[EXTRAIT DU DOCUMENT]:
A la première question relative au capital familial, M. Franck Riboud a rappelé qu'il n'était pas à proprement parler personnellement concerné puisqu'il s'agissait dans son cas d'une succession dans la conduite de l'entreprise -qualifié de « management familial »- et non d'un héritage dans la détention du capital. En revanche, il a considéré que le capital familial constituait un mode d'organisation spécifique, qui n'était pas forcément le meilleur dans tous les cas, mais qui présentait certains atouts comme celui d'inscrire l'entreprise concernée dans une histoire qu'il convient de faire continuer. L'essentiel des acquisitions de Danone concernant d'ailleurs des entreprises issues du capitalisme familial, il a observé que ces dernières étaient particulièrement sensibles au fait que leur culture soit respectée par le repreneur, notant d'ailleurs que Danone était, par son histoire, très attachée à offrir de telles garanties aux sociétés rachetées par exemple en intégrant les enfants des dirigeants dans l'encadrement du groupe. Il a précisé qu'à conditions économiques égales ceci constituait un avantage incontestable pour Danone face à ses concurrents.

Concernant les moyens d'attirer des centres de décision économique en France, il a estimé primordial de lutter contre des idées reçues dont notre pays est trop souvent victime, estimant pour sa part que les lois sociales françaises n'étaient en rien une gêne au développement des entreprises. Plus précisément, il a considéré qu'il était nécessaire de communiquer sur les atouts de la France, en particulier en termes de logistique, de qualité de l'environnement, de l'éducation et de la main-d'oeuvre, étant entendu que certains pays comme l'Irlande ou la Suisse ont pris de l'avance dans ce type de communication et la mise en valeur de leurs atouts.

A ces atouts traditionnels, il a ajouté l'importance de l'ouverture à la langue anglaise qui est un des critères de l'image internationale d'un pays.

[TÂCHE À FAIRE]:
Modifiez le passage de l'extrait sur Danone qui commence aux mots « Concernant les moyens » et s'arrête après « de leurs atouts. », en mettant « essentiel » à la place de « primordial ».

[Extraits de données de cadres de délimitation]
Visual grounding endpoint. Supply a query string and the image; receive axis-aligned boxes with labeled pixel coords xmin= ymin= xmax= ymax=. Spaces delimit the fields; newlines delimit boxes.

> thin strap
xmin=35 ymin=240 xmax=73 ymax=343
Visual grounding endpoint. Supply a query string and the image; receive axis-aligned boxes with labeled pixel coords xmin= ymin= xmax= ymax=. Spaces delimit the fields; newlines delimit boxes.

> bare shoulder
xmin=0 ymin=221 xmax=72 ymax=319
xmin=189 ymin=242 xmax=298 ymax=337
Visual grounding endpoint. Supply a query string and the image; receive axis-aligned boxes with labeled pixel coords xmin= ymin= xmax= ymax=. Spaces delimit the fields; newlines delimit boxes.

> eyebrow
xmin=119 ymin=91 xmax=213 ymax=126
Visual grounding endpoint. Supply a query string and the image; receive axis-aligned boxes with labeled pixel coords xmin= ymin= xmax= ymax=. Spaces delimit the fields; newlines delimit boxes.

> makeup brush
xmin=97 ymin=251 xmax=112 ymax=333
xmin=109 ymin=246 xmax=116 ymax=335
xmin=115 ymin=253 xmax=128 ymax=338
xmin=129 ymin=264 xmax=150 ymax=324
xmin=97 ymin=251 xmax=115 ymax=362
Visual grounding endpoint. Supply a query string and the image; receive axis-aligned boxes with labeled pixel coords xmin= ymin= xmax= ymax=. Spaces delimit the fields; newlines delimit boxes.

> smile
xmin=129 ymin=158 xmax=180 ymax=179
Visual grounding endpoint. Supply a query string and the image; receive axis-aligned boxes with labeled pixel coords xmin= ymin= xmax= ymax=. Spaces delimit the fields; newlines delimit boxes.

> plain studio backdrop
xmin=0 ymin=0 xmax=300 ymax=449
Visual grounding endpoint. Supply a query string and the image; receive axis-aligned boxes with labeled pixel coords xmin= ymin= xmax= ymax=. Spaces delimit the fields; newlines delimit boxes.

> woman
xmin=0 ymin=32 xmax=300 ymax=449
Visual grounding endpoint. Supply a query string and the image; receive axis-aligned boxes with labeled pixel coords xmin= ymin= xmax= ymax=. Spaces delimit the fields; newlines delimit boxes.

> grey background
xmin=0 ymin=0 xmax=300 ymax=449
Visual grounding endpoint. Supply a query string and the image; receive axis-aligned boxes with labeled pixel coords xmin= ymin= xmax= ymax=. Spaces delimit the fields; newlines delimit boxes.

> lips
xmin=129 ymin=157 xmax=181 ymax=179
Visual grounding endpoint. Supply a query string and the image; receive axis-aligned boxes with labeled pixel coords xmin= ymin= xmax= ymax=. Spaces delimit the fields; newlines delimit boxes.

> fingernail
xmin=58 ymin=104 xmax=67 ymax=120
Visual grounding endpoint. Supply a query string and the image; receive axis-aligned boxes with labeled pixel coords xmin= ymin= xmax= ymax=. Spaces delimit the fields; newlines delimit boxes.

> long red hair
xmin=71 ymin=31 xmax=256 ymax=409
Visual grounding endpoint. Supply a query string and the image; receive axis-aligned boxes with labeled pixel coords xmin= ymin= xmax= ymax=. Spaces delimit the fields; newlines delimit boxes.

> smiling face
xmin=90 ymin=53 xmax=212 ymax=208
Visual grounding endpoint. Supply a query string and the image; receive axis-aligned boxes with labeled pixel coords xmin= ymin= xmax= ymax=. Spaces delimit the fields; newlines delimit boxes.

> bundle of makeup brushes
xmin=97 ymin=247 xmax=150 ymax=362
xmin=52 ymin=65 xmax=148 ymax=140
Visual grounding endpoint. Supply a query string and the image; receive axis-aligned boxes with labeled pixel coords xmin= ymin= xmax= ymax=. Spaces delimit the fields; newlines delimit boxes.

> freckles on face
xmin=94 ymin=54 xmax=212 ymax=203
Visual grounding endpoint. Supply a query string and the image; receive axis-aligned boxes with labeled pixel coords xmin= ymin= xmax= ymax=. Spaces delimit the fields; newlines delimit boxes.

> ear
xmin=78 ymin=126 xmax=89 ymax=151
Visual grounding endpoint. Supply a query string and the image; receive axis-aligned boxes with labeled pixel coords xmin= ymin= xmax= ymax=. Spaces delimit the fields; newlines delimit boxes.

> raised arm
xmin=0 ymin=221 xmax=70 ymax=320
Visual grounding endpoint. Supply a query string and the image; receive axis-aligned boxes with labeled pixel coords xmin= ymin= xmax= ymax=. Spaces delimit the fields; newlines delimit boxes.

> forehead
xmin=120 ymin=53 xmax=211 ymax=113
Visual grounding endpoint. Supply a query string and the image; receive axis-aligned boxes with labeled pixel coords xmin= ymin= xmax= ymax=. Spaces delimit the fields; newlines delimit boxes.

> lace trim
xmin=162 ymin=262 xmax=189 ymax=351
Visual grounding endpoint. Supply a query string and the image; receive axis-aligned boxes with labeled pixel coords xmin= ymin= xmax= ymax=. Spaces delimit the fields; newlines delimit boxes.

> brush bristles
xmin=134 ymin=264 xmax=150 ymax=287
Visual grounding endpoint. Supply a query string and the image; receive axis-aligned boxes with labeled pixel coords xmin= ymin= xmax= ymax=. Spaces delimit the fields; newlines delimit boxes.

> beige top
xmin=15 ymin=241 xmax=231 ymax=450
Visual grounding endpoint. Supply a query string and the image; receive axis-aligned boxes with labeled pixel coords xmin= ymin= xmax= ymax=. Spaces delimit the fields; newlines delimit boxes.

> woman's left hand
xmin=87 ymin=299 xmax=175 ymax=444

[RÉPONSE]:
Concernant les moyens d'attirer des centres de décision économique en France, il a estimé essentiel de lutter contre des idées reçues dont notre pays est trop souvent victime, estimant pour sa part que les lois sociales françaises n'étaient en rien une gêne au développement des entreprises. Plus précisément, il a considéré qu'il était nécessaire de communiquer sur les atouts de la France, en particulier en termes de logistique, de qualité de l'environnement, de l'éducation et de la main-d'oeuvre, étant entendu que certains pays comme l'Irlande ou la Suisse ont pris de l'avance dans ce type de communication et la mise en valeur de leurs atouts.